▶ [Task to complete] Reproduce word for word the part of the data that opens with the line containing "Above is an image. Study it and locate door" and closes with the line containing "[397,238,635,349]", including both of those lines.
○ ○ ○ ○ ○
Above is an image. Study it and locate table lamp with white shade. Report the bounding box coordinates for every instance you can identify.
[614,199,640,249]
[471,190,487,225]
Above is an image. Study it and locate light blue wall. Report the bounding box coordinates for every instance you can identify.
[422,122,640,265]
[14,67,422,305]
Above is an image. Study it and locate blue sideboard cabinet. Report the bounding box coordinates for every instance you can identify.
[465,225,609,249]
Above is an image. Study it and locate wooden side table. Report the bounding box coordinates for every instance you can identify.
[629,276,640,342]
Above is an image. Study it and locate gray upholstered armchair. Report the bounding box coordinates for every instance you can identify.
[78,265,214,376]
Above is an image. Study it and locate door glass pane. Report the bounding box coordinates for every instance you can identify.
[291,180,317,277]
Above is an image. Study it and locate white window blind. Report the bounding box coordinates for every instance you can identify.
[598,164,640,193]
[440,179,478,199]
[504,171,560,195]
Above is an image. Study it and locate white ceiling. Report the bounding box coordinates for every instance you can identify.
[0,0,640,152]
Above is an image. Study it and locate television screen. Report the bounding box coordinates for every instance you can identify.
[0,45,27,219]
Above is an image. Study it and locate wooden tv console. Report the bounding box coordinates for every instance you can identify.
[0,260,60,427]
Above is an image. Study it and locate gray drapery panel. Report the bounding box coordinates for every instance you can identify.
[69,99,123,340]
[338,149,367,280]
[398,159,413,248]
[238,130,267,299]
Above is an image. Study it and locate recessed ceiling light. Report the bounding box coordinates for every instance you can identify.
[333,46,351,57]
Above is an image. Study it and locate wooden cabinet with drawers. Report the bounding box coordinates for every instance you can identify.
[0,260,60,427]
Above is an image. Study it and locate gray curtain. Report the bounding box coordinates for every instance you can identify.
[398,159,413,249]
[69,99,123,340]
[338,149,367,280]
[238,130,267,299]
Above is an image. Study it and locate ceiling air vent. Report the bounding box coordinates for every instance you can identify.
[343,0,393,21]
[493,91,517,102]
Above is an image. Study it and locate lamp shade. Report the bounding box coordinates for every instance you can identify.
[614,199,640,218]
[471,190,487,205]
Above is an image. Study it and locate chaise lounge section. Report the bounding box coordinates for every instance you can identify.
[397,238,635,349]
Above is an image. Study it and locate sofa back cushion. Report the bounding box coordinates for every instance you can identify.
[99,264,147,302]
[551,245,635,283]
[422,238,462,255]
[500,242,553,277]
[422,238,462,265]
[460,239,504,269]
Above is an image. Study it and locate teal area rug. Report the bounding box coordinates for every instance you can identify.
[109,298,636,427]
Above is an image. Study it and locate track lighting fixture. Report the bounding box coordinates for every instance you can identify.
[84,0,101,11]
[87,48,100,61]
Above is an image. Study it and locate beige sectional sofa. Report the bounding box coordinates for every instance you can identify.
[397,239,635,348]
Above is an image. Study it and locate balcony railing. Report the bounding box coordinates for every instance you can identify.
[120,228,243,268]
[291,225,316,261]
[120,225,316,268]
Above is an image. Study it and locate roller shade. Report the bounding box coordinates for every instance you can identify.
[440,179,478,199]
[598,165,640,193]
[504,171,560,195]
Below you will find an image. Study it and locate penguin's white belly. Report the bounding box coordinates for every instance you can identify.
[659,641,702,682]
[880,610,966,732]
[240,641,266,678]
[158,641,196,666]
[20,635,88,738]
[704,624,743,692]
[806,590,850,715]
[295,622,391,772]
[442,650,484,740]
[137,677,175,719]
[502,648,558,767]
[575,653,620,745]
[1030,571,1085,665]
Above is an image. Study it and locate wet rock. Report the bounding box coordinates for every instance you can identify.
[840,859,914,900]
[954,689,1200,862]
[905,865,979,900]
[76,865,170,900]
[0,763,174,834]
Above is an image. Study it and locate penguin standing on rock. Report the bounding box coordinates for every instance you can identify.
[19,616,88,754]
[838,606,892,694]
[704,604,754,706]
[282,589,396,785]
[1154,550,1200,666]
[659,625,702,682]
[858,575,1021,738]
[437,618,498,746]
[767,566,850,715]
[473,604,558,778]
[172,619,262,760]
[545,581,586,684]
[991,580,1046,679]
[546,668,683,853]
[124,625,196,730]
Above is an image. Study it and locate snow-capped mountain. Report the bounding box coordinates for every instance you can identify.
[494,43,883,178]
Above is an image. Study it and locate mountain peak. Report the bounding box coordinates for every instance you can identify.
○ ○ ○ ○ ○
▶ [The output]
Above is an image. Study it and locate door glass pane. Report the bounding box coordinates for every instance you can identify.
[291,180,317,277]
Above is an image. Study it and locate white window blind. Report the bounding box coordinates for every instance you can identify.
[598,164,640,193]
[440,179,478,199]
[504,171,560,195]
Above is an image. Study it and locate white ceiling. Report the bounding box coordinates for every instance you can identify.
[0,0,640,152]
Above is an image. Study it and locate television screen. Report the bounding box coordinates for every instance you can identify.
[0,45,27,219]
Above is an image. Study it and locate wooden tv console. Report the bounding box coordinates for every instance you can identify.
[0,260,60,427]
Above is an image. Study it and locate gray drapery panel. Report the bounding box coordinates for every instance you can identify.
[69,99,123,340]
[338,149,367,280]
[398,159,413,248]
[238,130,267,299]
Above is an image. Study it and locate recessed ceiling light. Report the bounding box coordinates for every instance you can identify.
[333,46,351,57]
Above is an image. Study it and locate wooden cabinet with drawers. Report the bounding box coordinates for every instance you can identify.
[0,260,60,427]
Above is an image. Study it and locate gray curtain. Report the bounding box coordinates for every instance you can identify.
[398,159,413,249]
[69,99,123,340]
[338,149,367,280]
[238,130,267,299]
Above is an image. Study it and locate ceiling air vent. Report the bounding box coordinates for every instance you can identify.
[343,0,393,21]
[493,91,517,102]
Above is an image. Study it and locate lamp shade. Report the bounding box coordinates for every instance you can identify.
[614,199,640,218]
[471,190,487,205]
Above is an image. Study it and locate chaise lounge section. Report the bounding box coordinates for every instance you can identify.
[397,238,635,349]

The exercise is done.